DIRECTION 1. Pull out every line of the records below that contains the word "pole".

# Serial Number Help!



## richok

How do I find what model year my fuji roubaix with a serial number of IF1D02754 is? People will point me to sites and databases but they don't correlate to the format I've listed above....can someone tell me what year my bike is?


----------



## frdfandc

Do you have a picture of your bike? I might be able to help.


----------



## richok

*I can't figure out how to save the file....*

...in a size and format that allows me to attach it. If you send me your email address, I'll email the pic to you?


----------



## NJgreyhead

I thought I might be able to tell something from my Fuji Roubaix (base model) serial number - it is a 2007 model, but my sn has no 7 in it. Sorry.

But the color combo is an indicator, at least in recent years. For instance, mine only came in silver/black that model year.


----------



## richok

If you give me your email address, I can send you a picture but I can't seem to get the photo small enough to attach here.

Anyway, the bike is mostly white and red.with blue on it. The Fuji seems to be written in silver. the tires and the tape on the bars are red.


----------



## NJgreyhead

*What model Fuji Roubaix?*

It would help to know what model the bike is, for example, Roubaix, Roubaix LTD, Roubaix Pro, Roubaix RC.


----------



## richok

Its just a regular Roubaix


----------



## NJgreyhead

Is this it?

http://www.bikepedia.com/QuickBike/BikeSpecs.aspx?ItemID=90751&Type=bike


----------



## richok

Yes! Thank you!


----------

EXERCISE MATERIALS.
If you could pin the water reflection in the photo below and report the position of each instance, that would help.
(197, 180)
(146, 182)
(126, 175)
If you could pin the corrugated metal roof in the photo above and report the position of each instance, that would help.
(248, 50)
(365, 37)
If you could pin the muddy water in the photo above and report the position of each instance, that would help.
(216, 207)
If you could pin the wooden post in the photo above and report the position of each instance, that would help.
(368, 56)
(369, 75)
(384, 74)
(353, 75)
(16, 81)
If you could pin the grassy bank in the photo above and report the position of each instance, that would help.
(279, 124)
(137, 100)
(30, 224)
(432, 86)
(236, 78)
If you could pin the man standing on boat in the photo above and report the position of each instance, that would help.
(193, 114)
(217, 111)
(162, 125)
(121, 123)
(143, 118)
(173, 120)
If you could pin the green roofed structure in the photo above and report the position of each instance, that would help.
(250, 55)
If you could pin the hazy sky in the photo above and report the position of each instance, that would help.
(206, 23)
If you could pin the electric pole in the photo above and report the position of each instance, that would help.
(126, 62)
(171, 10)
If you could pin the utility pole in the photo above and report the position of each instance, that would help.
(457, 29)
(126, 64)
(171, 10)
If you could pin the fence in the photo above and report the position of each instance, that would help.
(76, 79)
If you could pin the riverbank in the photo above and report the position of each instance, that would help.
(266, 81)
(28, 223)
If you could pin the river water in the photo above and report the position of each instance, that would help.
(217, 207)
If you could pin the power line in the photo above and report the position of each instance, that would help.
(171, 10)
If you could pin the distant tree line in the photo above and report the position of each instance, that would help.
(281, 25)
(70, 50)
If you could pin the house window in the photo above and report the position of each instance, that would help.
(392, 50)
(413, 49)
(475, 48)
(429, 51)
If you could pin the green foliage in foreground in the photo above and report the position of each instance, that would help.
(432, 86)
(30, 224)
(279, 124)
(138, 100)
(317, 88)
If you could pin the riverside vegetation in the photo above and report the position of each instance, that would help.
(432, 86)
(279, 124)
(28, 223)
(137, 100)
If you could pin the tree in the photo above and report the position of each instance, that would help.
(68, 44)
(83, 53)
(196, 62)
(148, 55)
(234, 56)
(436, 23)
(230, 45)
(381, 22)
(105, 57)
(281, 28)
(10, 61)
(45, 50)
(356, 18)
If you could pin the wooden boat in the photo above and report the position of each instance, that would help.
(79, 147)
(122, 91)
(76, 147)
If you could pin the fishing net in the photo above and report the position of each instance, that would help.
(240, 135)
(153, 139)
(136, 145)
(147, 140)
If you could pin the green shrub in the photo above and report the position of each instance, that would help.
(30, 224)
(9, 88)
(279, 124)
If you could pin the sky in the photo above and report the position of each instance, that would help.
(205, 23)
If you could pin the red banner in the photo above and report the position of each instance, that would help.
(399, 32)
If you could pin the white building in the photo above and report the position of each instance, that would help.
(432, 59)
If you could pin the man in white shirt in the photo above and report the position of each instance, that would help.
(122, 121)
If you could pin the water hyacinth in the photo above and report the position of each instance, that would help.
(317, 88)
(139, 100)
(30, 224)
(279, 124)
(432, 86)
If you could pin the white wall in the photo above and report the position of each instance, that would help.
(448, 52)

DIRECTION 2. In the thread above about the Fuji Roubaix serial number, what was the only color combination in which NJgreyhead's 2007 base Roubaix was offered that model year?

TASK ANSWER 1.
If you could pin the electric pole in the photo above and report the position of each instance, that would help.
If you could pin the utility pole in the photo above and report the position of each instance, that would help.

TASK ANSWER 2. Silver/black.